• [TASK OBJECTIVE] Reproduce the entries from the line holding "Objective: for every instance of the brown and" through the end of the entries, inclusive, with "Target" renamed to "Label" and all else unchanged. Leave the pictures out of the result.

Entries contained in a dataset
========

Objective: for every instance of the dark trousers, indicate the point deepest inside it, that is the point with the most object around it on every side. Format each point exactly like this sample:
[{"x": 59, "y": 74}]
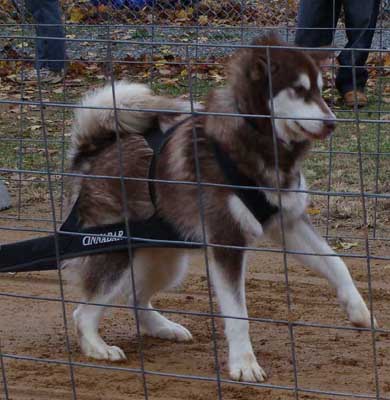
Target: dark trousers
[
  {"x": 360, "y": 22},
  {"x": 50, "y": 53}
]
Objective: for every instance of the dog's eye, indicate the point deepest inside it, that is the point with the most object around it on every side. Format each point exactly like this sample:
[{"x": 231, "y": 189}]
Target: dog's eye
[{"x": 300, "y": 90}]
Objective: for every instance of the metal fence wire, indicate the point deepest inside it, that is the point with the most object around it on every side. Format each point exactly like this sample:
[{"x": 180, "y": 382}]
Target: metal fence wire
[{"x": 299, "y": 335}]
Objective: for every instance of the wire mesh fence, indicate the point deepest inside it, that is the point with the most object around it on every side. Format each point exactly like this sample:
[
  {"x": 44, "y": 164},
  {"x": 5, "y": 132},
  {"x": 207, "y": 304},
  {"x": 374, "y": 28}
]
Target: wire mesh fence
[{"x": 299, "y": 334}]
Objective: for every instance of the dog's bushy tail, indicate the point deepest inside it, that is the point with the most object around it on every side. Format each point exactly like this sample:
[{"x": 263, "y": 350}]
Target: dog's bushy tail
[{"x": 96, "y": 123}]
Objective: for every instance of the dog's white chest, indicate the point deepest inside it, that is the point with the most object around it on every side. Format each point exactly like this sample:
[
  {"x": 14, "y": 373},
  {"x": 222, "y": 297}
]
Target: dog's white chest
[{"x": 294, "y": 202}]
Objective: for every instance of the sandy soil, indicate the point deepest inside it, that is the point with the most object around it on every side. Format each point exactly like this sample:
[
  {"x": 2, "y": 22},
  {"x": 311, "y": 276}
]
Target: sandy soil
[{"x": 326, "y": 359}]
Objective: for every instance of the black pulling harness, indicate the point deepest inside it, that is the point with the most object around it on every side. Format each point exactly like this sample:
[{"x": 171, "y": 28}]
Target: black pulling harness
[{"x": 72, "y": 241}]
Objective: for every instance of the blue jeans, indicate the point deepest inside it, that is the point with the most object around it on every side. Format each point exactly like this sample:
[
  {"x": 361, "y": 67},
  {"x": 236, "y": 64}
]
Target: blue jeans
[
  {"x": 360, "y": 22},
  {"x": 50, "y": 53}
]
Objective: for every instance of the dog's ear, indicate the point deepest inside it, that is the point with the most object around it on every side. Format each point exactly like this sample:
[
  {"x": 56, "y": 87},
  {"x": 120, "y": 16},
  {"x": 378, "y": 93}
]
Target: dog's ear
[{"x": 260, "y": 68}]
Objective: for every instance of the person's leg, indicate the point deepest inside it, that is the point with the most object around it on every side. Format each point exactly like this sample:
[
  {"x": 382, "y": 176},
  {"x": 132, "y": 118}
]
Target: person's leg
[
  {"x": 360, "y": 21},
  {"x": 5, "y": 201},
  {"x": 50, "y": 52},
  {"x": 321, "y": 14}
]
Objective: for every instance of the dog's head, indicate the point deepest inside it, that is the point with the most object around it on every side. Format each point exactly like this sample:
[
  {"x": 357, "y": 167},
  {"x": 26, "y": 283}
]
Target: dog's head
[{"x": 285, "y": 83}]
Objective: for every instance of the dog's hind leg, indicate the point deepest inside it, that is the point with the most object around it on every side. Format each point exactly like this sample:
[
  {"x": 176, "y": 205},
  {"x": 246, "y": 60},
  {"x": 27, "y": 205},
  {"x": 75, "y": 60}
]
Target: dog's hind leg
[
  {"x": 158, "y": 269},
  {"x": 103, "y": 279},
  {"x": 106, "y": 277},
  {"x": 301, "y": 236},
  {"x": 228, "y": 274}
]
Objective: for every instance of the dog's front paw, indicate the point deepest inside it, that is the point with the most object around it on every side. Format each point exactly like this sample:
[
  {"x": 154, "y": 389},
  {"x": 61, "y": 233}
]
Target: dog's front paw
[
  {"x": 102, "y": 351},
  {"x": 171, "y": 331},
  {"x": 356, "y": 308},
  {"x": 359, "y": 316},
  {"x": 245, "y": 368}
]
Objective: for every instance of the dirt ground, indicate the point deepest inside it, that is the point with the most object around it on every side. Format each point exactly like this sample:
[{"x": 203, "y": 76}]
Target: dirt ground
[{"x": 326, "y": 359}]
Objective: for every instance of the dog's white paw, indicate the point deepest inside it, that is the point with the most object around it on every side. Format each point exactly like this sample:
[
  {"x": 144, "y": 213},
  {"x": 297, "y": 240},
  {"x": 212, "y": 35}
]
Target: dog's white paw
[
  {"x": 356, "y": 308},
  {"x": 103, "y": 352},
  {"x": 245, "y": 368},
  {"x": 359, "y": 316},
  {"x": 171, "y": 331}
]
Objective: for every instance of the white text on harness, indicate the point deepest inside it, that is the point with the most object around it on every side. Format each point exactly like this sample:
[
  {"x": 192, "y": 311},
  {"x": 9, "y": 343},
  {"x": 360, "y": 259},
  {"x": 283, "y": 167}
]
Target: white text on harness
[{"x": 91, "y": 240}]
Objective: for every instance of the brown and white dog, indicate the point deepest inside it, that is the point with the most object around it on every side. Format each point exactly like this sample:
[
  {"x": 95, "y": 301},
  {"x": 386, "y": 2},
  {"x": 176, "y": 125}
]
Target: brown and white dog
[{"x": 301, "y": 116}]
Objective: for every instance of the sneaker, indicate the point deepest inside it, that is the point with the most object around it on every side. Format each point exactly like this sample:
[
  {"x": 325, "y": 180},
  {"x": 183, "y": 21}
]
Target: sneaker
[{"x": 45, "y": 76}]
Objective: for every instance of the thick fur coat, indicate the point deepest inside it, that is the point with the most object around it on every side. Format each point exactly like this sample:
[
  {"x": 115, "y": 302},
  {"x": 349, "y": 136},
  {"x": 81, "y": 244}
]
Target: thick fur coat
[{"x": 110, "y": 142}]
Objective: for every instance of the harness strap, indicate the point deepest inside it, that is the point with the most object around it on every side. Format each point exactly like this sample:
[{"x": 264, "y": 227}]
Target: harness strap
[{"x": 157, "y": 140}]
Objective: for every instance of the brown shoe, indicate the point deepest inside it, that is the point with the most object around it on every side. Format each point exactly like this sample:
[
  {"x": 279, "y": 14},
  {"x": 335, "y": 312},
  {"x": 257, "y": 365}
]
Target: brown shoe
[{"x": 352, "y": 97}]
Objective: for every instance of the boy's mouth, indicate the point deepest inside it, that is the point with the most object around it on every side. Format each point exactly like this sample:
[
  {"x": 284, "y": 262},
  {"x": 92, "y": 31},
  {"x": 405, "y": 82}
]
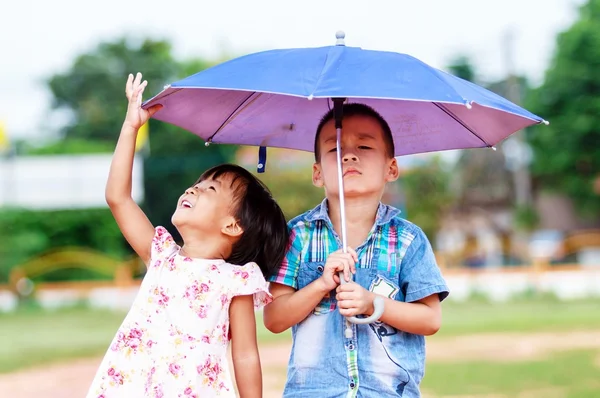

========

• [RESULT OF THIS EXERCISE]
Objective: for every instance of the brown and white dog, indicate the point deepest inside it, that is the point with the most object around it on every side. Format each point exactly like this sample:
[
  {"x": 95, "y": 301},
  {"x": 386, "y": 2},
  {"x": 176, "y": 125}
]
Label: brown and white dog
[{"x": 301, "y": 116}]
Objective: for every instance of the sneaker, indicate the point deepest inside it, that is the point with the most object around it on every side. Format each point exactly like this sample:
[
  {"x": 325, "y": 180},
  {"x": 183, "y": 21}
]
Label: sneaker
[{"x": 45, "y": 76}]
Objective: for every instance of the thick fur coat, indicate the point deepest inside it, that is the point with the most object around it on every side. Format each point exactly like this sample:
[
  {"x": 115, "y": 302},
  {"x": 349, "y": 136},
  {"x": 81, "y": 244}
]
Label: thick fur coat
[{"x": 110, "y": 142}]
Objective: for every instance of the harness strap, indicate the point deepest inside it, that is the point with the most object around it on every side. Format each point exactly like this sample:
[{"x": 264, "y": 227}]
Label: harness strap
[{"x": 157, "y": 140}]
Objective: for every instance of the brown shoe, indicate the point deepest inside it, that is the point with the most object around it on every side. Format each point exactly like this sample:
[
  {"x": 279, "y": 14},
  {"x": 335, "y": 312},
  {"x": 257, "y": 365}
]
Label: brown shoe
[{"x": 352, "y": 97}]
Objective: for every instance of the boy's mouth, indicate the point deepest inside it, that is the point with the most object around it on every side. Format each point exactly like this sample:
[
  {"x": 284, "y": 262},
  {"x": 92, "y": 31},
  {"x": 405, "y": 82}
]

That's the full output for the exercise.